Reproduce each of the following entries with "tree" replaced by "shrub" and all other text left unchanged.

====== Data records

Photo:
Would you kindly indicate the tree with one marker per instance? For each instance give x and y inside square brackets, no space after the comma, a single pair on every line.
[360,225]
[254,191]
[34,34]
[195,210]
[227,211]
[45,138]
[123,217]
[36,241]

============

» Written solution:
Photo:
Would you kindly indicate the shrub with one marker per instance? For each instance give x and y inside square brackets, no space after the comma, a single pair on every line.
[360,225]
[254,191]
[34,34]
[195,210]
[227,211]
[45,138]
[123,217]
[36,241]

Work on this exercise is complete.